Task item: For each line of the material, write out an exact copy.

^^^^^^^^^^^^^^^^

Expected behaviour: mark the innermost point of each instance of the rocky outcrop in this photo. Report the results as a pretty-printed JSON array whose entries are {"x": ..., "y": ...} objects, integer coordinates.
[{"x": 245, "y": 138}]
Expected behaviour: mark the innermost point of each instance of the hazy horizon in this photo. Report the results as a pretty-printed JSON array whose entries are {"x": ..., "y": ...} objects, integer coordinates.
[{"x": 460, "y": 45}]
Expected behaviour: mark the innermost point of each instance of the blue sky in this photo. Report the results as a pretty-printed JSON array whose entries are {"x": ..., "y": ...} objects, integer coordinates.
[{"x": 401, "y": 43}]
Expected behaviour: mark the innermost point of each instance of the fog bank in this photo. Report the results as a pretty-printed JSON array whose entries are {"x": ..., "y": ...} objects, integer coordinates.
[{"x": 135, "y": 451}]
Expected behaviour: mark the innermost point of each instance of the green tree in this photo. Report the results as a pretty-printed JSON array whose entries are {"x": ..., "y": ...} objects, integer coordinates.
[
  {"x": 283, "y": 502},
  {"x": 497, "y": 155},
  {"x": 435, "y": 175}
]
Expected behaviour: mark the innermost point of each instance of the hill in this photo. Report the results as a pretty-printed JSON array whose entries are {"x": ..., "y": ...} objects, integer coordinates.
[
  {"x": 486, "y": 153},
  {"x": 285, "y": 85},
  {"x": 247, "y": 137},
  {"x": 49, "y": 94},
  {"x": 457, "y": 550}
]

^^^^^^^^^^^^^^^^

Solution for this task:
Expected behaviour: mark the innermost point of each instance of the rocky outcrop in this photo. Report the results as a pretty-printed JSON array whose entries are {"x": ..., "y": ...} objects, integer coordinates.
[{"x": 245, "y": 138}]
Expected behaviour: mark the innermost point of each instance of the hazy horizon in this photo. Report the results as a pretty-printed JSON array whose entries are {"x": ..., "y": ...} objects, integer coordinates.
[{"x": 460, "y": 45}]
Expected behaviour: mark the innermost point of each instance of the blue sky in this photo. Report the results as a pretty-printed JSON array whose entries are {"x": ..., "y": ...} objects, integer coordinates.
[{"x": 401, "y": 43}]
Expected behaviour: mark the innermost point of each instance of the fog bank in this photo. Report the results as a pretty-printed JSON array whose entries are {"x": ..., "y": ...} objects, integer coordinates.
[{"x": 135, "y": 451}]
Expected behaviour: mark the innermost point of each instance of the green tree in this photo. Report the results as a pretty-printed JSON array whose entries are {"x": ..., "y": ...} objects, integer coordinates.
[
  {"x": 283, "y": 502},
  {"x": 497, "y": 155},
  {"x": 435, "y": 175}
]
Expected behaviour: mark the innermost point of each instance of the hill in this photo. Report the results as a pretty-printed JSON array whose entries are {"x": ..., "y": ...} objects, integer coordinates.
[
  {"x": 486, "y": 153},
  {"x": 285, "y": 85},
  {"x": 247, "y": 137},
  {"x": 49, "y": 94},
  {"x": 457, "y": 550}
]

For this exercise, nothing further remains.